Please edit the items below, from the first line up to and including the line with "43), (251, 59)]", replacing "Target" with "Object" and keeping everything else unchanged. Give back only those lines, without the pictures.

╭──

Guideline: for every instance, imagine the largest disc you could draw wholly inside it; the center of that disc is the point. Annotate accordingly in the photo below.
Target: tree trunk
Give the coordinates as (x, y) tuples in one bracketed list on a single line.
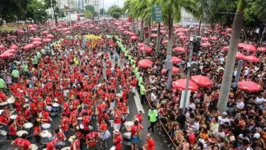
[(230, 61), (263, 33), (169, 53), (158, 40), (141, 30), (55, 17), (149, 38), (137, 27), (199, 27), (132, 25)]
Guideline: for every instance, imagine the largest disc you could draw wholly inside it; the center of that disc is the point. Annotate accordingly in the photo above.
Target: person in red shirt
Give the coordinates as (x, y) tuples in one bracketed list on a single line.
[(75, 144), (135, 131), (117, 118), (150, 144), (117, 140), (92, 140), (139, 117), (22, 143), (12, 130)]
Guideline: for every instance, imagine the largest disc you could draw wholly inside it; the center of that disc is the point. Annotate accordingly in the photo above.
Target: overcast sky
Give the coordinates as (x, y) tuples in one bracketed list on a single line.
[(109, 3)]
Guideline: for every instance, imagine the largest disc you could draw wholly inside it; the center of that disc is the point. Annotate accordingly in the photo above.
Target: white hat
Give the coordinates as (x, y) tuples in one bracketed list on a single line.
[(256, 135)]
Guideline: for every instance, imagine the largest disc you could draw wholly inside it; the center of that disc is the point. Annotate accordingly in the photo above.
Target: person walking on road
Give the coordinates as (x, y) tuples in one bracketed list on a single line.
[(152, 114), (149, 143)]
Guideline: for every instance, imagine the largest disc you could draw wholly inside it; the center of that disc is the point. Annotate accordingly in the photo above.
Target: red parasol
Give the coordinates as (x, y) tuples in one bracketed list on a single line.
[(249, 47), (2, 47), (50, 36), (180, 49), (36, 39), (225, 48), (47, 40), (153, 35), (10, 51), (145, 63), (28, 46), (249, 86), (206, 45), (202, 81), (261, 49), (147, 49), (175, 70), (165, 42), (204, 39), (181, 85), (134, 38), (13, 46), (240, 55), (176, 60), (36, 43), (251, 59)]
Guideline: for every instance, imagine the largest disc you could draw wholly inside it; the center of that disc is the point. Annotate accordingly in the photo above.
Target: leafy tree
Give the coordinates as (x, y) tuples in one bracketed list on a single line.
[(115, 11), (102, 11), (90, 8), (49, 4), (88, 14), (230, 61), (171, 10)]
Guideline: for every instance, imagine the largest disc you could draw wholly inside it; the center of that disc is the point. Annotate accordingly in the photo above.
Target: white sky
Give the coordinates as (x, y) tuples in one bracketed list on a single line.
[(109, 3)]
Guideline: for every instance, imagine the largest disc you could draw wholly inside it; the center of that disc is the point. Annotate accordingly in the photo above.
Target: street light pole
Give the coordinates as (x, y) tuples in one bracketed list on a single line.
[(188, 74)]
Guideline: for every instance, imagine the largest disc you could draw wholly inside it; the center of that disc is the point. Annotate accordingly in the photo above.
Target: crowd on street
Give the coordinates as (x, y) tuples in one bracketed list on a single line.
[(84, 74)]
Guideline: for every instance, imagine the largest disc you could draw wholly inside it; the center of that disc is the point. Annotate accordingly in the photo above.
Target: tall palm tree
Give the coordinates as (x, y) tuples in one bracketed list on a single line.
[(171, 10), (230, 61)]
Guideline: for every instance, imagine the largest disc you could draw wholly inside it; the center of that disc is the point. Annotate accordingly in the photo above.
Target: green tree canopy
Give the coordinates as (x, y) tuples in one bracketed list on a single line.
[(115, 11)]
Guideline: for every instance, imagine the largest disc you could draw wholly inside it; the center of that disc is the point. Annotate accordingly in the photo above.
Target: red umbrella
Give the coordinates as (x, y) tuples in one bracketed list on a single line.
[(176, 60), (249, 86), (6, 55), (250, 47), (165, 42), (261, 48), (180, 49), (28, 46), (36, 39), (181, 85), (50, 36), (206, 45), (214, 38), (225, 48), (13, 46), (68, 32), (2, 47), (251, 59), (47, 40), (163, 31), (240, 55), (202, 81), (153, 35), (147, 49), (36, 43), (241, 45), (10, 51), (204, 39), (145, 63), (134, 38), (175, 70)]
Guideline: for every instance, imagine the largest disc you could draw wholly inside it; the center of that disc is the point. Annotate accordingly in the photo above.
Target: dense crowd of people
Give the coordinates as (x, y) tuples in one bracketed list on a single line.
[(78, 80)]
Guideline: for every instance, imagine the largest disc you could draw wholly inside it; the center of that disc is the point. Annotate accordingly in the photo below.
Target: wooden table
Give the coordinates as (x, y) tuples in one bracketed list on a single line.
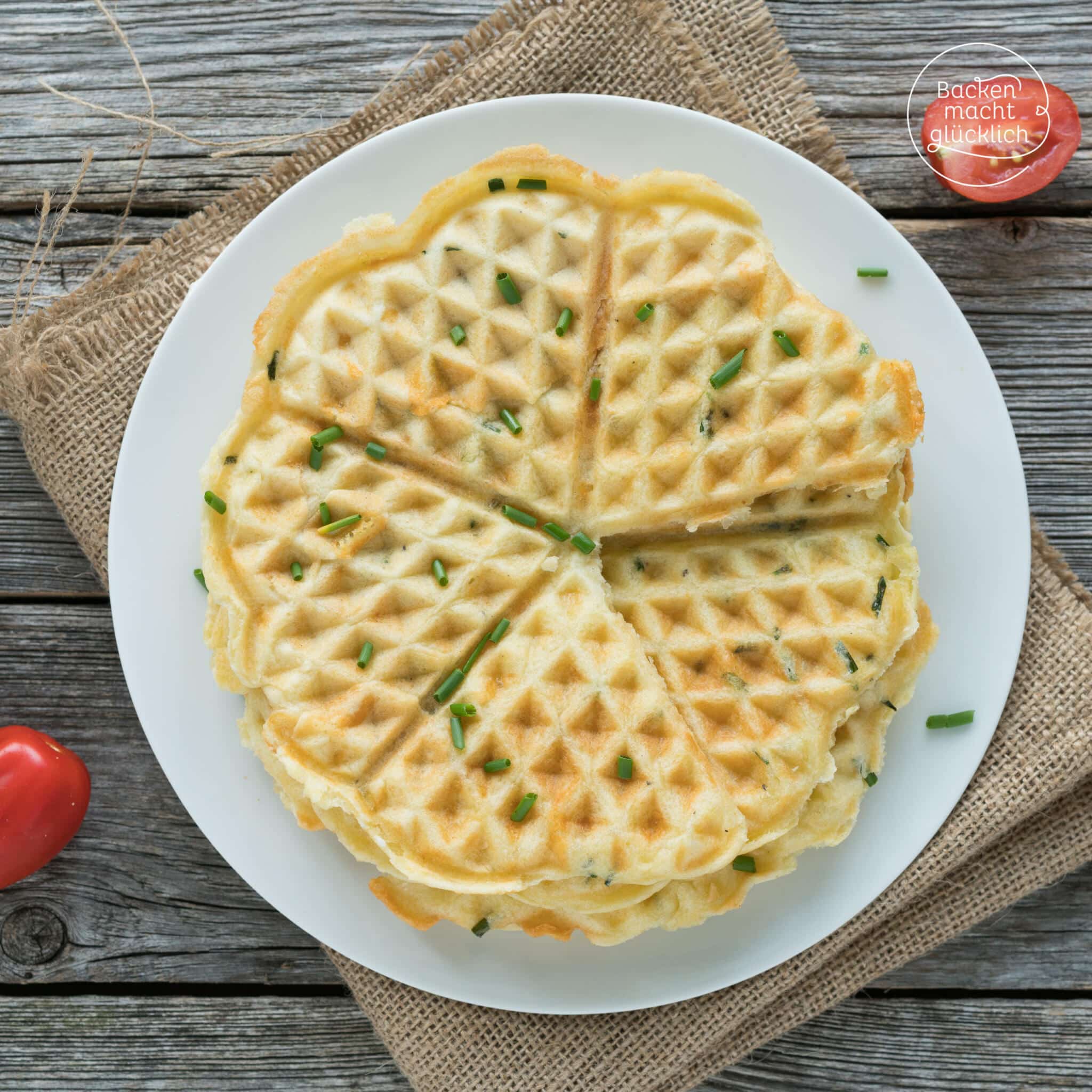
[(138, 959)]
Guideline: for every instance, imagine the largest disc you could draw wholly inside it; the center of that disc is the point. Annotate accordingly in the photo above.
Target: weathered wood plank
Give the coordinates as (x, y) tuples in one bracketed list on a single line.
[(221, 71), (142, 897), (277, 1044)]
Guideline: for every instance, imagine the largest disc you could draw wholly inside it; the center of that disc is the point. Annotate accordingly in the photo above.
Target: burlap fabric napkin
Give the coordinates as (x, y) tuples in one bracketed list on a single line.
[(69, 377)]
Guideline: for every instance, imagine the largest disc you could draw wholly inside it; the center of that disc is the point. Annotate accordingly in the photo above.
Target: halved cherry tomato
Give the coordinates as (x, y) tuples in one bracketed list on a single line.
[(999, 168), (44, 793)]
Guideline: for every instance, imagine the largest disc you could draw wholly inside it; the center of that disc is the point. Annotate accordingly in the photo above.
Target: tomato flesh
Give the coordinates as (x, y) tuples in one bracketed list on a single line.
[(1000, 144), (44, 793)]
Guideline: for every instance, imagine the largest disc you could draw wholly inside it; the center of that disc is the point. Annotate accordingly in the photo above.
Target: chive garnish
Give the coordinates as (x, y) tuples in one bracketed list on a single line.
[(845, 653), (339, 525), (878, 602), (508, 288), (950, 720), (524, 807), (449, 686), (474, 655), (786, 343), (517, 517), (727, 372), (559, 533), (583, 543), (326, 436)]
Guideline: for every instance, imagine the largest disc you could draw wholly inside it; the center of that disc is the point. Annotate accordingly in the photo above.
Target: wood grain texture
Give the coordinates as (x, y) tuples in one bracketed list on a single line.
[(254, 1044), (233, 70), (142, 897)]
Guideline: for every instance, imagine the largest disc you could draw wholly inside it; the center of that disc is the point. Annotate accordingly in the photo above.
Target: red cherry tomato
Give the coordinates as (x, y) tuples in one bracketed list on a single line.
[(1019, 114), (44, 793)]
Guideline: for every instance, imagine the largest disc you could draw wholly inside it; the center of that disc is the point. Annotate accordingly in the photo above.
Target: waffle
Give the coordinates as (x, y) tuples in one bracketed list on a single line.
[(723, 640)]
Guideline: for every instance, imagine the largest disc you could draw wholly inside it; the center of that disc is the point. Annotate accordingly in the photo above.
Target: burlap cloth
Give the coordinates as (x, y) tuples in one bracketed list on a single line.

╰──

● **Complete answer**:
Guideline: for every instance, imagine the largest disc you could draw wholly inside it; the center of that disc is the point. Annotate accordingly in the photo below.
Object: tree trunk
Give the coordinates as (x, y) tuples in one bracketed list on a single line.
[(230, 61), (263, 33), (169, 53), (158, 40), (141, 30), (55, 17), (149, 38), (137, 27), (199, 27), (132, 25)]
Guideline: for every instance, imagine the largest disc you could draw wholly inside it; the center of that disc is the point. Annotate accordingly in the photo above.
Object: person in red shirt
Give the coordinates as (x, y) tuples in one bracketed list on a single line.
[(75, 144), (135, 131), (117, 118), (150, 144), (117, 140), (92, 140), (139, 117), (22, 143), (12, 130)]
Guideline: for every instance, imagine the largest disc you could draw wholly inside it; the center of that disc is the point. Annotate accordingly in the photo above.
Object: overcast sky
Give the coordinates as (x, y) tuples in one bracketed list on a single line.
[(109, 3)]
Guideline: for every instance, imagine the largest disc you could draw wholly inside it; the center of that disc is the point. Annotate accordingly in the photo above.
Object: white hat
Give the coordinates as (x, y) tuples in one bracketed list on a single line.
[(256, 135)]
Guideline: for every instance, imagine the largest disc you could draw wholly inside it; the center of that disc is the point. Annotate accordingly in the photo above.
Object: person walking on road
Give the coordinates as (x, y) tuples in one bracketed list on a single line.
[(152, 114), (149, 143)]
Guideline: for every instance, imagine the largest disc you could draw wholly inside it; the center of that disc is the point. Annotate accordingly in the photo above.
Object: red parasol
Give the coordinates as (x, y) tuples in one bracketed list on a single line.
[(249, 47), (2, 47), (50, 36), (180, 49), (36, 39), (225, 48), (47, 40), (153, 35), (10, 51), (145, 63), (28, 46), (249, 86), (206, 45), (202, 81), (261, 49), (147, 49), (175, 70), (165, 42), (204, 39), (181, 85), (134, 38), (13, 46), (240, 55), (176, 60), (36, 43), (251, 59)]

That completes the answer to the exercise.